→ **GOAL**
Reproduce all of the material word for word.

→ **RECORDS FOR THE EXERCISE**
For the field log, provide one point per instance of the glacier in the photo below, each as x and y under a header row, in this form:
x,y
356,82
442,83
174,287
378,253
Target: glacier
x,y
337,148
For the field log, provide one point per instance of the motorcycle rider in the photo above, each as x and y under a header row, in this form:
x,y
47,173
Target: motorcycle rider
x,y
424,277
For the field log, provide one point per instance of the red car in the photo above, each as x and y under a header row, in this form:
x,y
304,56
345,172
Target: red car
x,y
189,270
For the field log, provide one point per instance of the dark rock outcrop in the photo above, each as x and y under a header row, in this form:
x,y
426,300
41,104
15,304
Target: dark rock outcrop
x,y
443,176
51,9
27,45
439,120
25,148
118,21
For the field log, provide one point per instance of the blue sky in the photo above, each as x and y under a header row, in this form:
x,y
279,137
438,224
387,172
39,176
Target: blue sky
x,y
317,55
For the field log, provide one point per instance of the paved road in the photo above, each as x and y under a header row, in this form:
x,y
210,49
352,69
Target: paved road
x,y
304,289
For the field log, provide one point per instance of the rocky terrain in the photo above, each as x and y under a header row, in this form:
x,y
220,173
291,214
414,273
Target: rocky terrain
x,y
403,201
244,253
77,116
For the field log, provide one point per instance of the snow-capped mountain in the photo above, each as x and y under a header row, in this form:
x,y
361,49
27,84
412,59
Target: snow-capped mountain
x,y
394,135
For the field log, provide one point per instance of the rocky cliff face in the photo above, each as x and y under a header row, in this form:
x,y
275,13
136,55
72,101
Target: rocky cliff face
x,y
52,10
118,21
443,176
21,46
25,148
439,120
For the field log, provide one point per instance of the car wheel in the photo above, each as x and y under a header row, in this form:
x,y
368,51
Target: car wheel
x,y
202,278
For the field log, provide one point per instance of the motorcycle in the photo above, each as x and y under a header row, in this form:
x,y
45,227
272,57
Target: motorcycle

→ **ANSWER**
For the field log, provide one point per instance of the glacier in the photo below, each as x and y under a header row, in this form:
x,y
356,82
442,83
174,287
378,253
Target: glacier
x,y
337,148
For the field log, provide one point per instance of the motorcycle rider in the photo above, each as x and y under a header row, in this form:
x,y
47,173
Target: motorcycle rider
x,y
424,277
For the field log, provide one point per instance of the red car in the photo above, each as x and y under a header row, in this form:
x,y
304,56
345,172
Target: red car
x,y
189,270
For the field log, provide one point per instance of the dark rock outcrop in the photo above, each as x and y under a header row, in this form:
x,y
426,300
41,104
15,304
Target: dark rock outcrop
x,y
443,176
51,9
27,45
439,120
25,148
118,21
For the field log, provide one point per instance of the blue sky in the photo above, each as x and y under a header row, in this form:
x,y
279,137
438,224
387,172
39,176
Target: blue sky
x,y
317,55
For the field log, provide one point per instance of the paved road in the photo above, each as x and y under a header row, in this form:
x,y
210,49
352,69
Target: paved road
x,y
304,289
For the field log, provide one point per instance of the rocky terrain in the photo above, each as x and y under a header row, in this form:
x,y
220,173
291,214
414,273
Target: rocky terrain
x,y
403,201
244,253
77,116
For the field log, provide one point per instance of the snow-capped mountain in the photo above, each as x and y under a header row, in this form:
x,y
361,49
27,84
412,59
Target: snow-capped mountain
x,y
394,135
For the field log, provide one point per instance of the rocky cliff face in the photo above, each as x and y under a header row, in this form:
x,y
275,13
136,55
72,101
Target: rocky cliff face
x,y
52,10
118,21
443,176
21,46
25,148
439,120
For the field log, provide one point per instance of the car wheel in the photo above, each as x and y under a header row, in this form:
x,y
368,51
Target: car wheel
x,y
202,278
For the field log, provide one point per instance of the motorcycle in the photo above, each as x and y under a header row, in this form:
x,y
45,227
272,57
Target: motorcycle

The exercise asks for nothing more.